- [GIVEN TASK] Could you edit the listing below so that every "Format" becomes "Output format", with nothing else changed and the pictures left out of your answer?

[Records of labeled points]
········

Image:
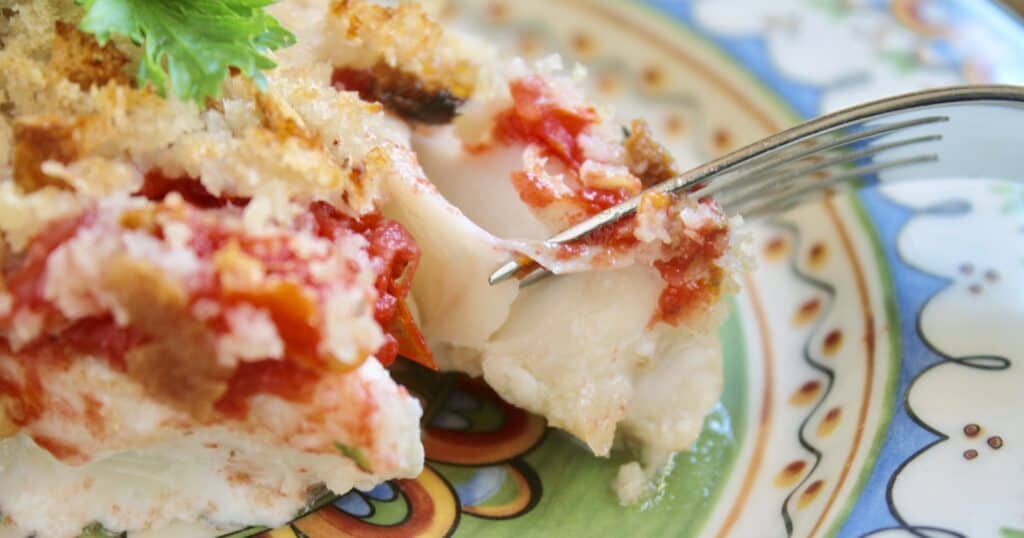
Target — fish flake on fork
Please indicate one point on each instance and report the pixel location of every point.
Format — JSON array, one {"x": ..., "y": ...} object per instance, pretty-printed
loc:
[{"x": 784, "y": 170}]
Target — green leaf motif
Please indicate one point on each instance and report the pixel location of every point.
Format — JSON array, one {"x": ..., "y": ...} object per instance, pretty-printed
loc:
[{"x": 190, "y": 44}]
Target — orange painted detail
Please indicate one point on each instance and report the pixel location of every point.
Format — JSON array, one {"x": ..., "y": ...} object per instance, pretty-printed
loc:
[
  {"x": 515, "y": 506},
  {"x": 432, "y": 512},
  {"x": 791, "y": 473},
  {"x": 519, "y": 431},
  {"x": 807, "y": 394},
  {"x": 829, "y": 422},
  {"x": 834, "y": 340}
]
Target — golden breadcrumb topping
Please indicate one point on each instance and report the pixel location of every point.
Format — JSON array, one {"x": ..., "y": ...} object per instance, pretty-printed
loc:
[{"x": 404, "y": 38}]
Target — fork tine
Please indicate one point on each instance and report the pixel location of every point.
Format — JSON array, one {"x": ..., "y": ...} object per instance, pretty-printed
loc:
[
  {"x": 770, "y": 183},
  {"x": 751, "y": 167},
  {"x": 534, "y": 277},
  {"x": 720, "y": 179},
  {"x": 797, "y": 194}
]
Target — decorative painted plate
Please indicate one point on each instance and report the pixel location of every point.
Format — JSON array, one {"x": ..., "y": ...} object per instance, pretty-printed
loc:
[{"x": 875, "y": 361}]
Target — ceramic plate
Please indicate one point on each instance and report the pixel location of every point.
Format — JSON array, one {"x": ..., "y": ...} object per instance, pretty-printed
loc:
[{"x": 872, "y": 362}]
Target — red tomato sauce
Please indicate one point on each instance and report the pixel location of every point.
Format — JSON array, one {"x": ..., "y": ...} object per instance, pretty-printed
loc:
[
  {"x": 292, "y": 303},
  {"x": 537, "y": 118}
]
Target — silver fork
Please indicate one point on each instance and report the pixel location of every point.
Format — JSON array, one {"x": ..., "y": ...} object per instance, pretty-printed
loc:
[{"x": 956, "y": 131}]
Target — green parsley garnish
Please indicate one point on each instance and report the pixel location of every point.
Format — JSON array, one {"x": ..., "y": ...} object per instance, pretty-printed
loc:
[{"x": 190, "y": 42}]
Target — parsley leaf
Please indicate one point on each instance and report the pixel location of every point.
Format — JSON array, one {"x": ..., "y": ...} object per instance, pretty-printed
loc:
[{"x": 193, "y": 43}]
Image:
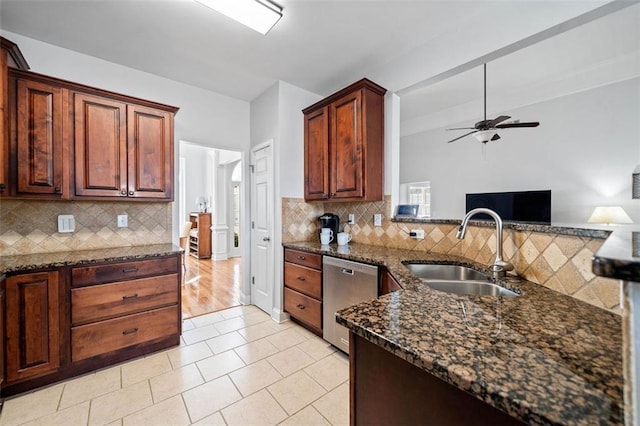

········

- [EXERCISE ANSWER]
Image:
Target — fish flake on fork
Please indicate one point on each instance and report the pixel location of every point.
Output format — JSON array, one {"x": ..., "y": ...} object per instance, pretty-printed
loc:
[{"x": 784, "y": 170}]
Target — green leaf motif
Please indicate one point on each instance and report the pixel location of every point.
Output format — JSON array, one {"x": ..., "y": ...} object per instance, pretty-printed
loc:
[{"x": 190, "y": 44}]
Target — orange painted detail
Please indicate one point on each instance and report the pixel location of every point.
Output format — JSON array, one {"x": ..., "y": ...} object per instance, pretty-printed
loc:
[
  {"x": 515, "y": 506},
  {"x": 432, "y": 512},
  {"x": 791, "y": 473},
  {"x": 519, "y": 431},
  {"x": 807, "y": 394},
  {"x": 829, "y": 422},
  {"x": 834, "y": 340}
]
Target — golden breadcrumb topping
Please indicate one point on each instance and report the pixel location of every point.
Output format — JSON array, one {"x": ..., "y": ...} object per instance, pretty-printed
loc:
[{"x": 404, "y": 38}]
Target — fork tine
Please indicate one point on each instance and report the pixel location of every point.
Output format — JSON array, one {"x": ..., "y": ...} object per instance, pretty-printed
loc:
[
  {"x": 770, "y": 183},
  {"x": 751, "y": 167},
  {"x": 534, "y": 277},
  {"x": 720, "y": 179},
  {"x": 797, "y": 194}
]
Target — decorative painted plate
Please indicate one point on each instance and report the pixel location of every point.
Output format — JSON array, one {"x": ..., "y": ...} object per instance, pretty-printed
loc:
[{"x": 875, "y": 361}]
Target — ceramic plate
Please indicate one point on each instance and report the pixel location of every point.
Output format — JSON array, one {"x": ..., "y": ...} object per instance, pretty-printed
loc:
[{"x": 872, "y": 362}]
Target — red tomato sauce
Please indicate one point on each instance and report the pixel location of every point.
Output format — JSON array, one {"x": ..., "y": ...} object per instance, pretty-printed
loc:
[
  {"x": 292, "y": 303},
  {"x": 537, "y": 118}
]
Target — silver fork
Please indicate one point on each instance and report the pixel location of every point.
Output format — JSON array, one {"x": ..., "y": ...} object per instance, pretty-printed
loc:
[{"x": 956, "y": 131}]
Target — green parsley garnish
Please indicate one point on each instance and report the pixel location of every point.
Output format — JSON array, one {"x": ..., "y": ...} object per instance, pretty-printed
loc:
[{"x": 190, "y": 42}]
Target — parsley leaf
Please indicate one point on each instance and report the pixel location of every point.
Output format — JSON array, one {"x": ..., "y": ...} object per instance, pretty-printed
loc:
[{"x": 193, "y": 43}]
Image:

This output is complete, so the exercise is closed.